◆ Exercise objective:
Set down the lines of the listing below verbatim, starting at the line that has "trace: green leafy" and stopping after the line that has "[[[35,9],[31,9],[32,11],[35,11]]]". Leave the pictures out of your answer.
====
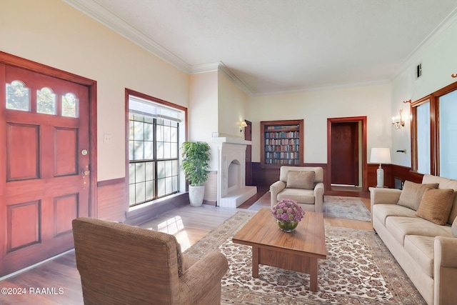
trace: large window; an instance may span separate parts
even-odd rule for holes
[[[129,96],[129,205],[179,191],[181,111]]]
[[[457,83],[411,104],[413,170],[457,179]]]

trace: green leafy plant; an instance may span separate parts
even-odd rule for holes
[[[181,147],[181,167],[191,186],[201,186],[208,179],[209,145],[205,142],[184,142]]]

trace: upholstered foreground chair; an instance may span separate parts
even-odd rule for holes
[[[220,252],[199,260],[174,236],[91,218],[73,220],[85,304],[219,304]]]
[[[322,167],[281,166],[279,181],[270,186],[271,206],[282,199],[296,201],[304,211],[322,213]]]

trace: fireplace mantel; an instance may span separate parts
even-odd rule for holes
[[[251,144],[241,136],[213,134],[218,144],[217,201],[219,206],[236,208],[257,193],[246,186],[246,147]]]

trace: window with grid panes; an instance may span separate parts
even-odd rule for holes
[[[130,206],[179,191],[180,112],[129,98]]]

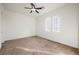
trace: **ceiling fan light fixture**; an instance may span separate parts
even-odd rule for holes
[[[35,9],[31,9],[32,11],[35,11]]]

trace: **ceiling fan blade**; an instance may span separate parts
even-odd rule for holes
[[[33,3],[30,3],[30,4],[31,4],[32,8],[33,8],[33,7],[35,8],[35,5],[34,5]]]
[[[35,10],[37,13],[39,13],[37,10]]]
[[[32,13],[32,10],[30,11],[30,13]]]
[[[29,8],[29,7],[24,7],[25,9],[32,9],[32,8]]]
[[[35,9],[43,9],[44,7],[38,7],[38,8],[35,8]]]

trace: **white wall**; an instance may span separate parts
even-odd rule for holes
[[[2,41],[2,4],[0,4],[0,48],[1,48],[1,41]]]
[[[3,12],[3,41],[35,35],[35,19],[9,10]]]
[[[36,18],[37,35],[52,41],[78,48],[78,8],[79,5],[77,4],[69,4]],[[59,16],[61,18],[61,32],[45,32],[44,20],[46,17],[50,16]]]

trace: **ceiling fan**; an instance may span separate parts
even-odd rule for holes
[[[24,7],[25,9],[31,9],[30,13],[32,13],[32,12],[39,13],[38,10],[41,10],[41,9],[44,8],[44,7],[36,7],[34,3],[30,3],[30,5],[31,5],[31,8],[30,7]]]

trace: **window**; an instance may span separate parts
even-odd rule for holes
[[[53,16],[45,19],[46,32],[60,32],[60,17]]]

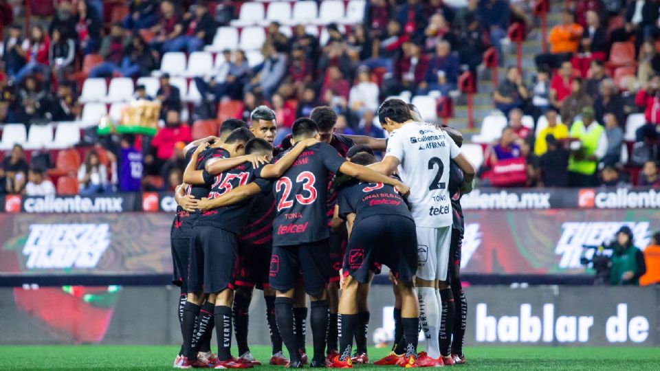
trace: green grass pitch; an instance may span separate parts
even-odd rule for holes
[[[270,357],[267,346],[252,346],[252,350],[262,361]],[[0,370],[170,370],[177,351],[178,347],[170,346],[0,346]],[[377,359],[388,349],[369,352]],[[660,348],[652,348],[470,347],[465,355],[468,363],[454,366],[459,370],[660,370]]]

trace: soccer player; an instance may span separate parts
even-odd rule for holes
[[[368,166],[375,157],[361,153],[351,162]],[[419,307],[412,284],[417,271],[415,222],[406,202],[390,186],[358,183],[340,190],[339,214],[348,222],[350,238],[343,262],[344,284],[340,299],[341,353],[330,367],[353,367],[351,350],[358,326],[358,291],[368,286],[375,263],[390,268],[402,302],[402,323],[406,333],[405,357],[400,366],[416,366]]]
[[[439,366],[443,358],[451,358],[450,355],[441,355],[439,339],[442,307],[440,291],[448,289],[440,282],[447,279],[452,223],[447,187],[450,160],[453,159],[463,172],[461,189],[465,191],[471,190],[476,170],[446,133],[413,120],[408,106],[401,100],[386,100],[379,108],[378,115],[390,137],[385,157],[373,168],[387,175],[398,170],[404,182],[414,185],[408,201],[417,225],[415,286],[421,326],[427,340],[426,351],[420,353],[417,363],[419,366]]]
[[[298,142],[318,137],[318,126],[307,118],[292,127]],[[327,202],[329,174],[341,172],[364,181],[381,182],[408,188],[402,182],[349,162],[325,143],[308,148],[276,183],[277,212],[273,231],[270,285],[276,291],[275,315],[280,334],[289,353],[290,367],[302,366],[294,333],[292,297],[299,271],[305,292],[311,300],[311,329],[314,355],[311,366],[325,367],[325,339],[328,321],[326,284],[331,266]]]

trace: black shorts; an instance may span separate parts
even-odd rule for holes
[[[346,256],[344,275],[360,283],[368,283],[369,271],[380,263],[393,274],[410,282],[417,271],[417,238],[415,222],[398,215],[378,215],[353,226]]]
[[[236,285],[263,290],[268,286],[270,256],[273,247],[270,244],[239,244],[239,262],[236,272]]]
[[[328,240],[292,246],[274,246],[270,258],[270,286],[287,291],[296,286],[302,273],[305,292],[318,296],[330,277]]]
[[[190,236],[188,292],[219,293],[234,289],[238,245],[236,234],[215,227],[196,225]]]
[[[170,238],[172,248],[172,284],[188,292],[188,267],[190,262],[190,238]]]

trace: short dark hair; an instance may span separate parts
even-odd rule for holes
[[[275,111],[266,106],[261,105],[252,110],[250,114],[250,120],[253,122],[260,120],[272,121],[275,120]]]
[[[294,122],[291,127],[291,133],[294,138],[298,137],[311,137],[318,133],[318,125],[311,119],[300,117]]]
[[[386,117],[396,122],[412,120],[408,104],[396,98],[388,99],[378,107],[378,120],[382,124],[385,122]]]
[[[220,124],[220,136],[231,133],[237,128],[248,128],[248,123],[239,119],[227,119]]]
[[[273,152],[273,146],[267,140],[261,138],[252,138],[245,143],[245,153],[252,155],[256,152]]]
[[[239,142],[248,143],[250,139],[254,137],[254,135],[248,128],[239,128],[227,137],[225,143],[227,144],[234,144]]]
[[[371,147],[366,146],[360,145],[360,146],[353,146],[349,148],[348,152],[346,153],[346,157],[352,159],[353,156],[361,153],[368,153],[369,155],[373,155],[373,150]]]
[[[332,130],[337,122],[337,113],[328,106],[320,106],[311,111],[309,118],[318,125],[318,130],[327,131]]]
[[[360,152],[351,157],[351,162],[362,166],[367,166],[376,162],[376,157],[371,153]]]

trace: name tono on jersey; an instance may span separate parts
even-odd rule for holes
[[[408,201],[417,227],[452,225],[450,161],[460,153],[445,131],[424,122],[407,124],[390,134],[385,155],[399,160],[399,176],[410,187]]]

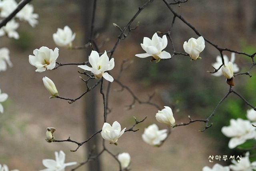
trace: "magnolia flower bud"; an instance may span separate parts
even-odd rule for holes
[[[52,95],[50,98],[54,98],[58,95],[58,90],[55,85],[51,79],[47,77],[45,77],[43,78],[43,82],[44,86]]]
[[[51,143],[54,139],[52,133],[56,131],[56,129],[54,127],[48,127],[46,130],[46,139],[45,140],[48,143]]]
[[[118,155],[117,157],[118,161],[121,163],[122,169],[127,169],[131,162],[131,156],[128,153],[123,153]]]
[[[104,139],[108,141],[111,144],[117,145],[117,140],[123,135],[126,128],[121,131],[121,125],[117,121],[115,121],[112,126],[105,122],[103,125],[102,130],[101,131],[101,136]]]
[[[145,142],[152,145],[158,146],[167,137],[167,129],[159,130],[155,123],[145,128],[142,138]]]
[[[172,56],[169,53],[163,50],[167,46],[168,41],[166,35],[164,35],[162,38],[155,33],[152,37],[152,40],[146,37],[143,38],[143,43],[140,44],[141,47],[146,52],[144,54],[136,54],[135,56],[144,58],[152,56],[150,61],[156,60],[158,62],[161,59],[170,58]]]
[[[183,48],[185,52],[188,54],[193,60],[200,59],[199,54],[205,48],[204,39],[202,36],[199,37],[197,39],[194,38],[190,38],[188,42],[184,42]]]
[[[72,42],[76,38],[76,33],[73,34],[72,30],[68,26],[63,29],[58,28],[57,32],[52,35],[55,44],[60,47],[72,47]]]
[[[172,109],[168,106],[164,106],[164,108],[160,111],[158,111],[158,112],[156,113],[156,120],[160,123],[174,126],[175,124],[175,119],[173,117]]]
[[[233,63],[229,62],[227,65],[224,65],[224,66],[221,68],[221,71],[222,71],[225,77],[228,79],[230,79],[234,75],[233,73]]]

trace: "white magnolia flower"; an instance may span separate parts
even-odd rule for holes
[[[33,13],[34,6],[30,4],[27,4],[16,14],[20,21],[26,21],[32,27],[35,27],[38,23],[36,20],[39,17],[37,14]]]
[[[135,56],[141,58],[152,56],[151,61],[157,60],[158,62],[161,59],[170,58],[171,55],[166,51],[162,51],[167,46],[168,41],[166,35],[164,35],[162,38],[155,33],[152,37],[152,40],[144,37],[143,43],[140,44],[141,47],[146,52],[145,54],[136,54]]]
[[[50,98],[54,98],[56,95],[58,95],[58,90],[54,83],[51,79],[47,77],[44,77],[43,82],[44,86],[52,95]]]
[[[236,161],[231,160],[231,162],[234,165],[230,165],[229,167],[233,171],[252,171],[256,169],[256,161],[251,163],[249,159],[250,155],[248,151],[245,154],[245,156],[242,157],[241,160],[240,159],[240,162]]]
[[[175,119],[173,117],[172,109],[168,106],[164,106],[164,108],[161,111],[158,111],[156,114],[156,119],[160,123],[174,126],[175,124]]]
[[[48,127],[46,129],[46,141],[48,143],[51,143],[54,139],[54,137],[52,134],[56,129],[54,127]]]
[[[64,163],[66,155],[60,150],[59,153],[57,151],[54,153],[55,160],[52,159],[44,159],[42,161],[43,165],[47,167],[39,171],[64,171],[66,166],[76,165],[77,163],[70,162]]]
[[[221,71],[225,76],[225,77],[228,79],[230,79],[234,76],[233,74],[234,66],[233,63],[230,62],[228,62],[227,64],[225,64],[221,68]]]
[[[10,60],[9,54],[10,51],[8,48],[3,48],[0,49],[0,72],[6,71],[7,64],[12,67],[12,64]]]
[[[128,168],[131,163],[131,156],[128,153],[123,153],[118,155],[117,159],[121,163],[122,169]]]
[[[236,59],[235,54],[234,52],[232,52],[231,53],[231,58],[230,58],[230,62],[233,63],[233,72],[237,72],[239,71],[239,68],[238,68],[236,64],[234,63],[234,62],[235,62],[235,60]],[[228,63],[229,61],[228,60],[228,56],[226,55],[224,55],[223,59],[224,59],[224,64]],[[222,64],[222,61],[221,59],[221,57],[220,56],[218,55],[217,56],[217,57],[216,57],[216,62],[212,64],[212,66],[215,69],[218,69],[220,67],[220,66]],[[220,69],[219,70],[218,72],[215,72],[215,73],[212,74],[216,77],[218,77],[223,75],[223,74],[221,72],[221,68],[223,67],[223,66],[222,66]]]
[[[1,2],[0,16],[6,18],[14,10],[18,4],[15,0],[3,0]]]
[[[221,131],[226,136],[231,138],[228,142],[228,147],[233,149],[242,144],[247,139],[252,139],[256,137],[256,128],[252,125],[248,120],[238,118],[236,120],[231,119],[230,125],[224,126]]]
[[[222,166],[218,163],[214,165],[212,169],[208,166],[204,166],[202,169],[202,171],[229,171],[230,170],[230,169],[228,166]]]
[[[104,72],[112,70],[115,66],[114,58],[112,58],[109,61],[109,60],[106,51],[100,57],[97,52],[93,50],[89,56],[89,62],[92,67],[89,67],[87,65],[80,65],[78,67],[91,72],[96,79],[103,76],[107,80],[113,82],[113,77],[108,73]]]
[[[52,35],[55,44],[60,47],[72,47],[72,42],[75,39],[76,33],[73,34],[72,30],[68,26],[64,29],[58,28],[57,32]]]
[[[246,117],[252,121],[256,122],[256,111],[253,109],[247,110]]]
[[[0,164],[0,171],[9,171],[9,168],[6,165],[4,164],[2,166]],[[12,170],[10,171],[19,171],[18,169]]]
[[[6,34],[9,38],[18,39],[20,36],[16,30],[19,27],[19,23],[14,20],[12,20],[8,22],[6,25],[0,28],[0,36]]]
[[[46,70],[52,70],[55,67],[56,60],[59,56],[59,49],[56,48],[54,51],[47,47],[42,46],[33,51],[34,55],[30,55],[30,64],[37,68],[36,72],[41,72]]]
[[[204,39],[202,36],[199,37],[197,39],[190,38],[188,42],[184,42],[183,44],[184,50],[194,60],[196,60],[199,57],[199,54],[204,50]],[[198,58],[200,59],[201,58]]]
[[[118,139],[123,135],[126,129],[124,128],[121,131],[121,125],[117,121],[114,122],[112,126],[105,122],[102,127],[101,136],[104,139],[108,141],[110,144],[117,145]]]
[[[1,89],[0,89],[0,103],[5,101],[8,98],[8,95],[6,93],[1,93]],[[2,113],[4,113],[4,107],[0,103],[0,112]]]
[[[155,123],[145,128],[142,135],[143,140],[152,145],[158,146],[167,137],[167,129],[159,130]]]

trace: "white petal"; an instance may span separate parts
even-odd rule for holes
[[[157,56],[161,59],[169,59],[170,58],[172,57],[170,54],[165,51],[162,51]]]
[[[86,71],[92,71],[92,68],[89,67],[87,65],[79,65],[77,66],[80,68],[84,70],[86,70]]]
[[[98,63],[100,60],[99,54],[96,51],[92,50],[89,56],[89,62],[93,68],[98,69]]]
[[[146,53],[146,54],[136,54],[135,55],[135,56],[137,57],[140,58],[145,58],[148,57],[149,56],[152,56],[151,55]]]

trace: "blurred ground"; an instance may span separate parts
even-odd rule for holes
====
◆ Answer to this task:
trace: green leafy plant; an instance may span separate parts
even-odd rule for holes
[[[181,147],[181,167],[191,186],[201,186],[208,179],[209,145],[205,142],[184,142]]]

trace: upholstered foreground chair; an instance may span separate parts
even-odd rule for holes
[[[220,252],[199,260],[174,236],[91,218],[73,220],[85,304],[219,304]]]
[[[322,167],[281,166],[279,181],[270,186],[271,206],[282,199],[296,201],[304,211],[322,213]]]

trace: fireplace mantel; an instance may span separate parts
even-odd rule for holes
[[[251,144],[241,136],[213,134],[218,144],[217,201],[219,206],[236,208],[257,193],[246,186],[246,147]]]

trace: window with grid panes; an instance may span separate parts
even-odd rule for holes
[[[130,206],[179,191],[180,112],[129,98]]]

trace: **ceiling fan light fixture**; an instance may span separate parts
even-odd rule for holes
[[[35,9],[31,9],[32,11],[35,11]]]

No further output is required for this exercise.